**Records drawn from a dataset**:
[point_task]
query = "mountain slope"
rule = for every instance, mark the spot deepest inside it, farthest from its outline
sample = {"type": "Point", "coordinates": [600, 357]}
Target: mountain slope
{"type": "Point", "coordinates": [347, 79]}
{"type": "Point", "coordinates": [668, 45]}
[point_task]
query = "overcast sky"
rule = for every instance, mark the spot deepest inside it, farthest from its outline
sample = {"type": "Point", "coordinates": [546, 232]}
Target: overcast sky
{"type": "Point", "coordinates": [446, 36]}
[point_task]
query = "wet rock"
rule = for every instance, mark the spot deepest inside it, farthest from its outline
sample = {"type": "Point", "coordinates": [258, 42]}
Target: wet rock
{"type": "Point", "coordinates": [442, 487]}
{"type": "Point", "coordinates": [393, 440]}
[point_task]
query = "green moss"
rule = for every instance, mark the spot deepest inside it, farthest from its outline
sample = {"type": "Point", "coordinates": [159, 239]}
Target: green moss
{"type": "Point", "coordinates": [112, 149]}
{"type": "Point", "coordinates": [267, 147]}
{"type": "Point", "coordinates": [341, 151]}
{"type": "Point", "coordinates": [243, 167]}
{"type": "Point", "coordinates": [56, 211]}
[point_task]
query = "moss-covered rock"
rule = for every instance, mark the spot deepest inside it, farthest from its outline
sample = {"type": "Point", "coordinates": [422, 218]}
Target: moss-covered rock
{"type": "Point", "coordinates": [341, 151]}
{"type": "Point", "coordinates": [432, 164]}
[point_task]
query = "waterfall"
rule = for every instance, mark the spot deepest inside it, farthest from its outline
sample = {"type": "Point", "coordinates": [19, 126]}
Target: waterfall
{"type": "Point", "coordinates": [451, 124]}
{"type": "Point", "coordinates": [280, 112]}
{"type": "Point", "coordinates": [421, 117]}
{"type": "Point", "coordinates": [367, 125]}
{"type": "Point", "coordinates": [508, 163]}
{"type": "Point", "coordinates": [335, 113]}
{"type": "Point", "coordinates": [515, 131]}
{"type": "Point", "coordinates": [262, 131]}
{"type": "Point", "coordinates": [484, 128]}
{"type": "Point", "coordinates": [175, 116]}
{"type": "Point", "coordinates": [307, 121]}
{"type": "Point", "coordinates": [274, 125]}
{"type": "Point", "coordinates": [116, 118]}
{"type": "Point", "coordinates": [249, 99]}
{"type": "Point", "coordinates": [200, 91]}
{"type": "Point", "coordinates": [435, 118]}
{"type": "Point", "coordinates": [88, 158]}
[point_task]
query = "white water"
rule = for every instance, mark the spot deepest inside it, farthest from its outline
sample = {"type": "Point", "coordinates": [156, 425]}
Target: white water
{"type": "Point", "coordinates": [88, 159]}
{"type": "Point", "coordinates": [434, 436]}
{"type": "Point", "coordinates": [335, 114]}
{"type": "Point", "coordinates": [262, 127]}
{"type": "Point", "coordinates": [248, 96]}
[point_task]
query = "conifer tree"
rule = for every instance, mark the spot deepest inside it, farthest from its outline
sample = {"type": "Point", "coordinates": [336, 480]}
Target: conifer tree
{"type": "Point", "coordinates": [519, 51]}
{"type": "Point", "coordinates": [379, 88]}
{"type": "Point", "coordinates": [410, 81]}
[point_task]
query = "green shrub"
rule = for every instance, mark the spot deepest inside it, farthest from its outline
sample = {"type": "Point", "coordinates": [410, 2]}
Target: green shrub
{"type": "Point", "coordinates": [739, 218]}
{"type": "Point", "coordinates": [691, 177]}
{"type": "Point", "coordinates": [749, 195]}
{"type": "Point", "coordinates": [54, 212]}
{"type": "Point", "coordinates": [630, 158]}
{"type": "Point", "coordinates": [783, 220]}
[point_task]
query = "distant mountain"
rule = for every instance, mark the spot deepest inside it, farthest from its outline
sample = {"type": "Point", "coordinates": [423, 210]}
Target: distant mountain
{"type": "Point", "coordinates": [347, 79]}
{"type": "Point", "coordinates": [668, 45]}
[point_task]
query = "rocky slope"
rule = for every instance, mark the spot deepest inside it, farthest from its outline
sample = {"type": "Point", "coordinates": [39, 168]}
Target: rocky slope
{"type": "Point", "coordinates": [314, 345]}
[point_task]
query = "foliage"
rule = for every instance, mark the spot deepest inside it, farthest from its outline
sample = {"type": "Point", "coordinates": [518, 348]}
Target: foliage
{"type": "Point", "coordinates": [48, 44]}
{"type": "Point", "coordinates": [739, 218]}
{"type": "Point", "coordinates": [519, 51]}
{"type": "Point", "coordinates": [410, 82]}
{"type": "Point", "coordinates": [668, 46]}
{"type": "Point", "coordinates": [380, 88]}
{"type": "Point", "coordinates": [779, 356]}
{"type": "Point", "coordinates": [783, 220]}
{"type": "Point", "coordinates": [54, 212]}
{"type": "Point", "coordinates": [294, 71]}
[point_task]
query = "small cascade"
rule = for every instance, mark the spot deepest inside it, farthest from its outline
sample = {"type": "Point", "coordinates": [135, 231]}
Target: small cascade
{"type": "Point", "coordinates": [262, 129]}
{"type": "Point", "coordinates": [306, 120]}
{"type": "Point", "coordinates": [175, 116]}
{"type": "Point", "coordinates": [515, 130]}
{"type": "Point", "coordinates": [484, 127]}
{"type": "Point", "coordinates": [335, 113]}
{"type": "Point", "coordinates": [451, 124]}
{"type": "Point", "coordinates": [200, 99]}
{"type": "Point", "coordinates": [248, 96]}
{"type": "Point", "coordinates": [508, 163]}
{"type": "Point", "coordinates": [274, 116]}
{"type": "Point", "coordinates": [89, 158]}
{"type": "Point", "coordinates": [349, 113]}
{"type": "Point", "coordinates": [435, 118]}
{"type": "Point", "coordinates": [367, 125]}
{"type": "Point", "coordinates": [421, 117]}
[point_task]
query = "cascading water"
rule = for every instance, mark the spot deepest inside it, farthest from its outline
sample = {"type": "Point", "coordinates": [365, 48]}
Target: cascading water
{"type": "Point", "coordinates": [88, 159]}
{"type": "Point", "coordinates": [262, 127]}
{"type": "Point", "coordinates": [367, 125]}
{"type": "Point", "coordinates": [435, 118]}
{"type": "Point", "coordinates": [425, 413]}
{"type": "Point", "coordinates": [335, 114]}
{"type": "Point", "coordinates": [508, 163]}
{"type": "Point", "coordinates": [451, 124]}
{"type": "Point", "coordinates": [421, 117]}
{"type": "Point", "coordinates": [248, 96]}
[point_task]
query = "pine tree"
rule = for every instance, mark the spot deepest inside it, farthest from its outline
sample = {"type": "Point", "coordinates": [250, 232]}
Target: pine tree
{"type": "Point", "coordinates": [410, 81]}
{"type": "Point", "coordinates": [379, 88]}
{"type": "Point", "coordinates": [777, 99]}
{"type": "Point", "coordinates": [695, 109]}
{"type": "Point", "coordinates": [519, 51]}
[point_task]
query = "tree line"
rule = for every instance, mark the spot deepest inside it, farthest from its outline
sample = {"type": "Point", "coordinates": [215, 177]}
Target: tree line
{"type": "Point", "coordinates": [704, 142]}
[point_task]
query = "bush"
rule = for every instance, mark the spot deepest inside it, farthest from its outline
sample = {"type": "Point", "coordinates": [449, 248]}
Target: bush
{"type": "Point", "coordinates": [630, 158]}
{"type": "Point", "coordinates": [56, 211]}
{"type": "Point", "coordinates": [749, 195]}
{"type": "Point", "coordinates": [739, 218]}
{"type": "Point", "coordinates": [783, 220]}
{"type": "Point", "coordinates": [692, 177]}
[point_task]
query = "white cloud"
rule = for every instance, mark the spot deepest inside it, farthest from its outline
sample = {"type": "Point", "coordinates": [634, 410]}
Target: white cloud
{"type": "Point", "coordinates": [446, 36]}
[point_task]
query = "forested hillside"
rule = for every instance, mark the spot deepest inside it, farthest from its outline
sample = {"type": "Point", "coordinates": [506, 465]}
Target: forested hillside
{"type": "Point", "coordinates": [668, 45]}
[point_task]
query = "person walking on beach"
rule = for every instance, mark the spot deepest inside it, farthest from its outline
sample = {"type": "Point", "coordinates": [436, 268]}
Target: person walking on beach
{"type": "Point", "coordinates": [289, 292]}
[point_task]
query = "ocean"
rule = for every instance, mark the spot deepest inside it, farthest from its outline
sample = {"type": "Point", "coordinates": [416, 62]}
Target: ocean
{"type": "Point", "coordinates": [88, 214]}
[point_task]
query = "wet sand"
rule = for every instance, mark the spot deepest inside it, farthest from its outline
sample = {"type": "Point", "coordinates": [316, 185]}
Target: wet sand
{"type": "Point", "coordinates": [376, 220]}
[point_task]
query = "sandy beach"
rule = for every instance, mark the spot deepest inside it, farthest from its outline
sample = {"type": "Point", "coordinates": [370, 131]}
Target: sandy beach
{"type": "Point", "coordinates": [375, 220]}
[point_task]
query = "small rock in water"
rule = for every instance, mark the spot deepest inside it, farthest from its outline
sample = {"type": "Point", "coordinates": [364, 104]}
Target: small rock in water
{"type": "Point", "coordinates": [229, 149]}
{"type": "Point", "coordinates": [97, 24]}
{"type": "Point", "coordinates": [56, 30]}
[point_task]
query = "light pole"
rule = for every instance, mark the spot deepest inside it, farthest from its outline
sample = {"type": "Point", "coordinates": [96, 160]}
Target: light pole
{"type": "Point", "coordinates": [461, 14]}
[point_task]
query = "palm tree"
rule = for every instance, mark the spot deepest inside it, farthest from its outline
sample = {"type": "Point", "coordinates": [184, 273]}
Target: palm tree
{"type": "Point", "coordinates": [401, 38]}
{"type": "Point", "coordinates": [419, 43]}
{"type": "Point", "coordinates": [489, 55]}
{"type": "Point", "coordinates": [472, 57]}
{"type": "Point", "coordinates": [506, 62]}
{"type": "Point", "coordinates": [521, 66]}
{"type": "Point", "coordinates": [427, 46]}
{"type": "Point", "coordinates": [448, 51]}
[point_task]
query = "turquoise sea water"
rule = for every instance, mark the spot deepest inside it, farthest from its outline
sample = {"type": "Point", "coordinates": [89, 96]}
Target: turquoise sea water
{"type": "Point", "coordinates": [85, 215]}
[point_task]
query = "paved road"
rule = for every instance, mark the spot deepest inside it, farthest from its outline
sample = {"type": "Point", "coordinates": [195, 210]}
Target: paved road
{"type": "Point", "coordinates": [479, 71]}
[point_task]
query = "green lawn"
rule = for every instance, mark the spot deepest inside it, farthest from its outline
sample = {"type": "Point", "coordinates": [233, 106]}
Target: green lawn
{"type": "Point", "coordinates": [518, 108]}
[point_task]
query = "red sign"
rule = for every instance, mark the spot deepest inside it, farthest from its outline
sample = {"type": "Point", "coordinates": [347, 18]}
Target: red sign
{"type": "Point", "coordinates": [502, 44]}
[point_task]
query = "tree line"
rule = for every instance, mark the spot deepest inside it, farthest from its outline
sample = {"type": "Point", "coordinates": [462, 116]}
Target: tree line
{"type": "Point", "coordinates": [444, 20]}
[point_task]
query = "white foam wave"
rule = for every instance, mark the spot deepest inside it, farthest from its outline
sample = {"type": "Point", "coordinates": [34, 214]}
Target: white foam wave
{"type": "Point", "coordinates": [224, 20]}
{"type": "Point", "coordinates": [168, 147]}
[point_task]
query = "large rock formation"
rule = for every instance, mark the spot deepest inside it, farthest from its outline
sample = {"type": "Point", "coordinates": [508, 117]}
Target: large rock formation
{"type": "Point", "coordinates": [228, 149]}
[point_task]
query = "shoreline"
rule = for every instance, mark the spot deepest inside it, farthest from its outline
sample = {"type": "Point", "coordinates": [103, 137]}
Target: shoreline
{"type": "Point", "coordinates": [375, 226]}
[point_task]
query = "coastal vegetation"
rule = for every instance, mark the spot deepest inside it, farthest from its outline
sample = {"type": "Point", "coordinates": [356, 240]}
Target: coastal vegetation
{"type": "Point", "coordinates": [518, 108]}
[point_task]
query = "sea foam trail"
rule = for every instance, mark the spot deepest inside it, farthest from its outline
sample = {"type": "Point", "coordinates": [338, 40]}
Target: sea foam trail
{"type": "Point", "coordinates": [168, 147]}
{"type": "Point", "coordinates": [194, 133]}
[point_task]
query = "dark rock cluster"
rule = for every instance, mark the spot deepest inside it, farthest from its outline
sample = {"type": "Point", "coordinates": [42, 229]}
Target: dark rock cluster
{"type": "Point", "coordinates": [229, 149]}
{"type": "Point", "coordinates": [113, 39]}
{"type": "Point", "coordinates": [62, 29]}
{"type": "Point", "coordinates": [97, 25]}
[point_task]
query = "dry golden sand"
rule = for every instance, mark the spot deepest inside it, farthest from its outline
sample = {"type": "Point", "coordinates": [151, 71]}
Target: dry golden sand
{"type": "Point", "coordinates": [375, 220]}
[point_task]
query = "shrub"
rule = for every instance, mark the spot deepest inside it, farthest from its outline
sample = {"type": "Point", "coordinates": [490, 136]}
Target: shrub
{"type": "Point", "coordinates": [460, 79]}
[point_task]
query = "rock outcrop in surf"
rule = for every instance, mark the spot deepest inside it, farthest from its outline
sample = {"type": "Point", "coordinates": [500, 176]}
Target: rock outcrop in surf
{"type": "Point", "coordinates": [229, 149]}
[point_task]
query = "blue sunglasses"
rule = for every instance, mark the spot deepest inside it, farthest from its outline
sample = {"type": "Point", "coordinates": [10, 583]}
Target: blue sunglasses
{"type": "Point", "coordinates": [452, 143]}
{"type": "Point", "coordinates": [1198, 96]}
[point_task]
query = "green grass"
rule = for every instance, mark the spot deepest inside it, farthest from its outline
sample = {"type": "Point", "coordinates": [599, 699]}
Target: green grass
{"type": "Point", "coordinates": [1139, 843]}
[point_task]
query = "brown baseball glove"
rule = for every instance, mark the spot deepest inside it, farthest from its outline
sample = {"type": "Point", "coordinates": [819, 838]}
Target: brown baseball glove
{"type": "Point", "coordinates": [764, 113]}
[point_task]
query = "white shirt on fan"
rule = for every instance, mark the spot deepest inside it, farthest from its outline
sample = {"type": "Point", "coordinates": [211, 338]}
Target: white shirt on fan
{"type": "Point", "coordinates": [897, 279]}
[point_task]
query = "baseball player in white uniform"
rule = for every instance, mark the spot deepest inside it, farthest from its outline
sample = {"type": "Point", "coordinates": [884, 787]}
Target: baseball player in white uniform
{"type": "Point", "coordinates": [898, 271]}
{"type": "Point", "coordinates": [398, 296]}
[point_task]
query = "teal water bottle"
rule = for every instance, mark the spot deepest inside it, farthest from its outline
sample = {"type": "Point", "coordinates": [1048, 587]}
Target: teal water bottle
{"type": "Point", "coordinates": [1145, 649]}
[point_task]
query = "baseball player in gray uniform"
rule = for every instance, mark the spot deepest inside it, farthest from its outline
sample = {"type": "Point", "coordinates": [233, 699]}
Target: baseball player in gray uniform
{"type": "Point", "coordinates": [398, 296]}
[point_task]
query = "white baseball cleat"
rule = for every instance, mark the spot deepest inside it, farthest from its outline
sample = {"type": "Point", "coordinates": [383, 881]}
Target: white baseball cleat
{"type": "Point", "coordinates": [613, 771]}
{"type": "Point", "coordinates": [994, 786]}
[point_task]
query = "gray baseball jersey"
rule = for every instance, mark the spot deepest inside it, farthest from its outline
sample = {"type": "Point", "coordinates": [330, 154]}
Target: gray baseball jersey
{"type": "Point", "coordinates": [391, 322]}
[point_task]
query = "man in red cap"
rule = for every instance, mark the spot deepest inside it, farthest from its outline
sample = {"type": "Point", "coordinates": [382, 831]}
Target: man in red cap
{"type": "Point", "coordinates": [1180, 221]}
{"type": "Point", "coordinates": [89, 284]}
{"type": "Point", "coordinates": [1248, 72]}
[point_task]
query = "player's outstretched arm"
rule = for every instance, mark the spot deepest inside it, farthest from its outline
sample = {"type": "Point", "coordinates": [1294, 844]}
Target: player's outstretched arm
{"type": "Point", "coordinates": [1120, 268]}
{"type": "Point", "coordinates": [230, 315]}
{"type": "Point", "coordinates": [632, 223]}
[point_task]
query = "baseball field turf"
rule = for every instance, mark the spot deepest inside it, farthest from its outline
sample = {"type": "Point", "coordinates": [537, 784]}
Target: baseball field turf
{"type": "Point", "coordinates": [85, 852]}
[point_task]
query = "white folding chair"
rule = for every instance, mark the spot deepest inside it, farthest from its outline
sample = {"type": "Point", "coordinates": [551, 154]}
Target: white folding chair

**Task details**: Report back every line of the entries in which "chair" occurs.

**Exercise output**:
query = "white folding chair"
Target: white folding chair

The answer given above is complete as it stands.